Given text:
○ ○ ○ ○ ○ ○ ○

Ronald Beard

Biographical details
- Born: August 30, 1951 (age 73)

Coaching career (HC unless noted)
- 1973–1977: Central State (assistant)
- 1978–1983: North Carolina A&T (assistant)
- 1984–1990: Prairie View A&M (assistant)
- 1991–1994: Prairie View A&M

Head coaching record
- Overall: 0–44

= Ronald Beard =

American football coach (born 1951)

Ronald Beard (born August 30, 1951) is an American former college football coach. He was the 17th head football coach for the Prairie View A&M University Panthers located in Prairie View, Texas. He held the position for four seasons, from 1991 until 1994. His career coaching record at Prairie View was 0–44, giving him the worst record for a full-time head coach in college football history.

==Career==
Beard attended Eastern Michigan University and graduated in 1973. Following graduation, he took a job at Central State University and served as assistant coach and defensive coordinator of the school's football team until 1977. Leaving Central State, he moved to North Carolina Agricultural and Technical State University, working as assistant head coach and defensive coordinator until 1983. He moved to Prairie View in 1984 and began work as an assistant coach. He received a master's degree in physical education from Prairie View in 1986. In spring 1990, Prairie View suspended all athletic programs except track and field after it was discovered the athletic department was $3 million in debt, in part due to expense-report fraud by Beard's then-boss, Haney Catchings. Due to support from faculty, staff, and students at the school, however, the program was revived. Beard was named the head coach of the school's resurrected football team after Prairie View's first choice, Luther Booker, accepted the job, but resigned in February 1991 before playing a single game.

○ ○ ○ ○ ○ ○ ○

Items:
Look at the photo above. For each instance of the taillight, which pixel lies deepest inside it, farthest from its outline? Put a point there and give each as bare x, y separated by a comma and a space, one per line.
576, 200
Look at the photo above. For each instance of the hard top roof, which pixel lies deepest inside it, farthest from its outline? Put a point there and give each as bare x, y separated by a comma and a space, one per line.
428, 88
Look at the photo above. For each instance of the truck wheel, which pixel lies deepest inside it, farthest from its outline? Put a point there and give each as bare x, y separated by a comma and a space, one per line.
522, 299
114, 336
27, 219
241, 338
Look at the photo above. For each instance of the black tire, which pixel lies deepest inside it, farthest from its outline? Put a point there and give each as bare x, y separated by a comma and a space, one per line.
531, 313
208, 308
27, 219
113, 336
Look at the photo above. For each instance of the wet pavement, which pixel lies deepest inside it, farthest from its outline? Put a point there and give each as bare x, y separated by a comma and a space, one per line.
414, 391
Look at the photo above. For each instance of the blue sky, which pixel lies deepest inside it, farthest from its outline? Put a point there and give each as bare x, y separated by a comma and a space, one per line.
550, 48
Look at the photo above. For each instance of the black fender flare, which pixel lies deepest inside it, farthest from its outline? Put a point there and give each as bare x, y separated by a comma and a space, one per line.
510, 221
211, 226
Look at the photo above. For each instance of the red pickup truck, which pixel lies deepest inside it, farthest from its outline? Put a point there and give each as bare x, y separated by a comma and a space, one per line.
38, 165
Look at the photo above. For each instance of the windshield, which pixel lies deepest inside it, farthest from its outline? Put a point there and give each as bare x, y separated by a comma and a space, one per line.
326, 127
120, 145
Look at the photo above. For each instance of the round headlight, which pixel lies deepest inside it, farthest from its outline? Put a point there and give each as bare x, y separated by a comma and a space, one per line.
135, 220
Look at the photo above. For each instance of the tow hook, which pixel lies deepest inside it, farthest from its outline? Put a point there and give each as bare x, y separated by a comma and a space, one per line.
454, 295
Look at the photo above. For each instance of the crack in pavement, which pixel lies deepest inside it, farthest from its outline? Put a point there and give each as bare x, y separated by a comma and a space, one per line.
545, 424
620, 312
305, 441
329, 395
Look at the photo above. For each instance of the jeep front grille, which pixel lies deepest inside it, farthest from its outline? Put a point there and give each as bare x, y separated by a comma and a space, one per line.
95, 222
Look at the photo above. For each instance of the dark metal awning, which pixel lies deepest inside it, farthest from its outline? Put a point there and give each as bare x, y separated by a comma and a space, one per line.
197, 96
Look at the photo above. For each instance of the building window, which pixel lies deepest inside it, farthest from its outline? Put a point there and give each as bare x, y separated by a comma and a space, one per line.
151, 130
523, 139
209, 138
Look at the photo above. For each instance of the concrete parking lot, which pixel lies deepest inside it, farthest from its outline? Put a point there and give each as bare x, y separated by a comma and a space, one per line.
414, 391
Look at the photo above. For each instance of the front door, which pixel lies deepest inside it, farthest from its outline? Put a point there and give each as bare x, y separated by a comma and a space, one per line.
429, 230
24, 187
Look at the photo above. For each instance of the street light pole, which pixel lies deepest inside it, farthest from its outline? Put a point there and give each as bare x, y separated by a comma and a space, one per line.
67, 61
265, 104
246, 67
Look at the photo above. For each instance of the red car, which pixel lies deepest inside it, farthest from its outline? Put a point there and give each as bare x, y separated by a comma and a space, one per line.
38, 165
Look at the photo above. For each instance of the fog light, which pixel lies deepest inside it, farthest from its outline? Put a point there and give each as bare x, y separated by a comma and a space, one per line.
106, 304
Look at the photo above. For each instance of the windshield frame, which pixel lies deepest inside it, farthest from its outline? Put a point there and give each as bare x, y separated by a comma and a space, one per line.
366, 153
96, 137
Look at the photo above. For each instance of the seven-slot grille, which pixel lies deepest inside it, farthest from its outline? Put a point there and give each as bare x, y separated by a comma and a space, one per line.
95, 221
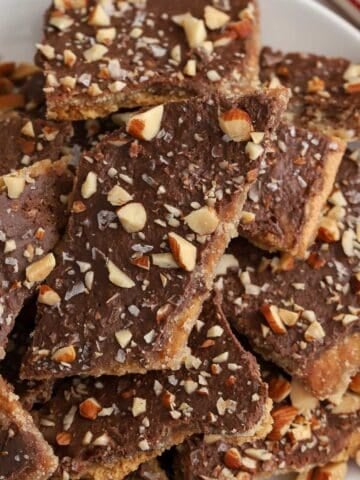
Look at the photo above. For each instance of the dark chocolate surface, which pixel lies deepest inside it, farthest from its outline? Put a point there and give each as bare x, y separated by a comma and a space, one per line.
291, 177
323, 285
314, 437
19, 150
219, 390
181, 170
34, 221
327, 102
140, 56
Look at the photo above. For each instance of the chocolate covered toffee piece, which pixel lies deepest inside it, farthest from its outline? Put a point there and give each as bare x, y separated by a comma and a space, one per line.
305, 433
100, 56
24, 454
104, 428
150, 220
304, 316
25, 141
33, 206
326, 91
284, 205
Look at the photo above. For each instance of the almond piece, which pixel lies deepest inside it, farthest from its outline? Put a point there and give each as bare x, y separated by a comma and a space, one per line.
236, 124
89, 187
195, 31
214, 18
90, 408
118, 277
146, 125
164, 260
48, 296
355, 384
15, 186
283, 417
329, 231
132, 217
279, 389
184, 252
303, 400
106, 35
314, 332
28, 129
271, 314
40, 270
232, 459
118, 196
98, 17
139, 406
95, 53
203, 221
64, 354
289, 318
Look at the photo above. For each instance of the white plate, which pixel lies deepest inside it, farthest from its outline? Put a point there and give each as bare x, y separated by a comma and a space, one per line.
292, 25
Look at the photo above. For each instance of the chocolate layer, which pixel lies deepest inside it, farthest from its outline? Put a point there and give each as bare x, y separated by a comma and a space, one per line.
143, 319
24, 453
30, 226
316, 335
39, 140
285, 203
305, 433
326, 91
99, 58
108, 426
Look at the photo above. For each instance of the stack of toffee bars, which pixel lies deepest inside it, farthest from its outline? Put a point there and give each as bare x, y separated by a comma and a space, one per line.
172, 199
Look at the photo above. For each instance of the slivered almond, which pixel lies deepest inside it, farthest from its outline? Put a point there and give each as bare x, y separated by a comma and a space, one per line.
289, 318
40, 270
183, 251
283, 417
90, 408
98, 17
118, 277
232, 459
48, 296
64, 354
203, 221
132, 217
146, 125
214, 18
329, 231
118, 196
271, 314
236, 124
279, 389
15, 186
355, 384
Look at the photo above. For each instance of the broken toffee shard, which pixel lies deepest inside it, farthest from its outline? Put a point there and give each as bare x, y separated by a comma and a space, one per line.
99, 57
153, 217
33, 202
24, 454
325, 91
107, 427
285, 204
304, 316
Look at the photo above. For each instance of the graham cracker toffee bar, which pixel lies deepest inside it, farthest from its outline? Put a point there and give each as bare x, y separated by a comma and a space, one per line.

○ ○ ○ ○ ○ ○ ○

Given instruction 1:
Answer these questions using the text on Ronald Beard:
(a) In what year did Beard graduate from Eastern Michigan University?
(b) What degree did he receive from Prairie View in 1986?
(c) What was his overall record as a head coach?
Given instruction 2: Carry on the text on Ronald Beard from the point where it stops.

Exercise output 1:
(a) 1973
(b) A master's degree in physical education
(c) 0–44

Exercise output 2:
==Losing streak==
Beard has the dubious distinction of being the only full-time head football coach at any major college to coach for four years without a single win. However, he worked under enormous handicaps. Prairie View was the only school in the Southwestern Athletic Conference (SWAC) not to award football scholarships, largely because a request for donations from alumni only got 150 responses out of 30,000 letters sent.

The Panthers' practice uniforms were hand-me-downs from the Houston Oilers. Their game uniforms were either only washed in water or never washed at all, depending on the source. Many of the players had come to Prairie View after failing physicals at other schools. Team morale was so low that at one point late in Beard's tenure, only six players on the 70-man squad usually showed up for practice. As well, Beard and his assistants had other, non-football duties; Beard taught 28 hours a week and also coached the golf team. In a post-mortem interview with Sports Illustrated, Beard claimed that the circumstances he faced made it impossible for him to field a competitive team. He claimed that the handicaps he faced were so severe that he was forced to field what amounted to an "intramural or club football" team at the Division I-AA level.

According to the College Football Data Warehouse, his 0–44 lifetime record is the worst in college football history. His teams were outscored 1,989 to 280 during his four years of coaching. The worst loss was 92–0 to Alabama State in 1991, while the closest game was a 12–8 home loss against Arkansas-Pine Bluff in 1993. His 1991 team only scored 48 points during the entire season.

His tenure comprised more than half of Prairie View's 80-game losing streak from 1989 to 1998, the longest in NCAA history. On November 12, 1994, Beard's Panthers lost to Jackson State, 52–7, for Prairie View's 45th consecutive loss, thus passing Columbia's 44-game losing streak of 1983–1988 as the longest in Division I-AA history.

Beard was fired as head coach in July 1995, just two months before the start of the 1995 season.

==Head coaching record==

| Year | Team | Overall | Conference | Standing | Bowl/playoffs |
Prairie View A&M (Southwestern Athletic Conference) (1991–1994)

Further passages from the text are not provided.